ASSIGNMENT: Repeat the entire listing exactly. Omit all pictures.

[EXERCISE MATERIAL — start]

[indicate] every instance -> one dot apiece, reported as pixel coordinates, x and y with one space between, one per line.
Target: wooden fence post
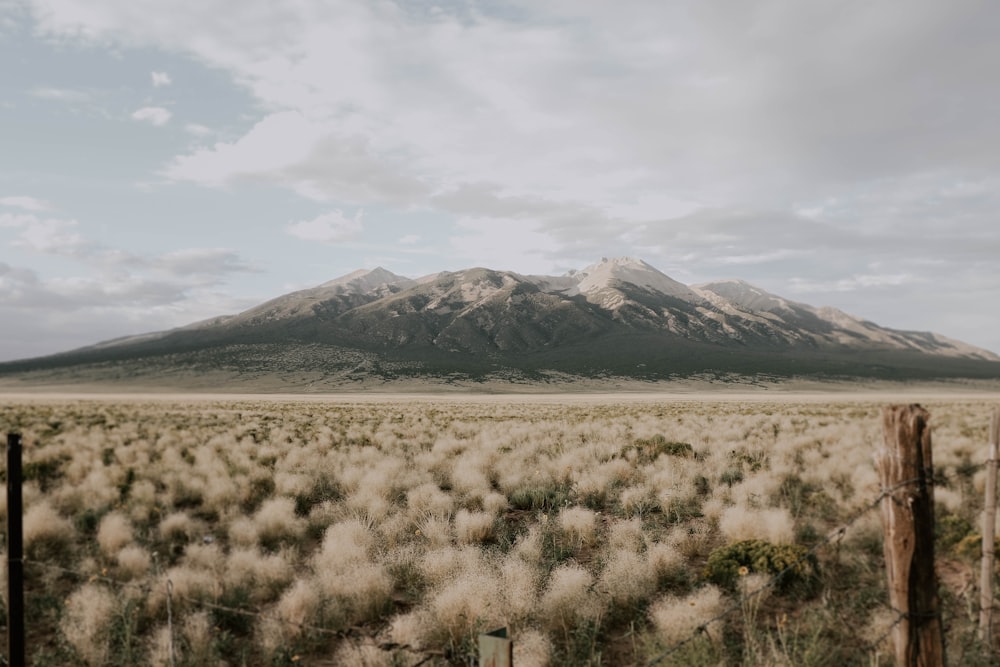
15 554
905 469
989 518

[EXERCISE MATERIAL — finish]

SOLUTION TO THE PROBLEM:
[indicate] every instance -> one dot apiece, reported as pixel coordinates, x and y with one space between, one per line.
Target: wooden fence post
15 554
905 469
989 518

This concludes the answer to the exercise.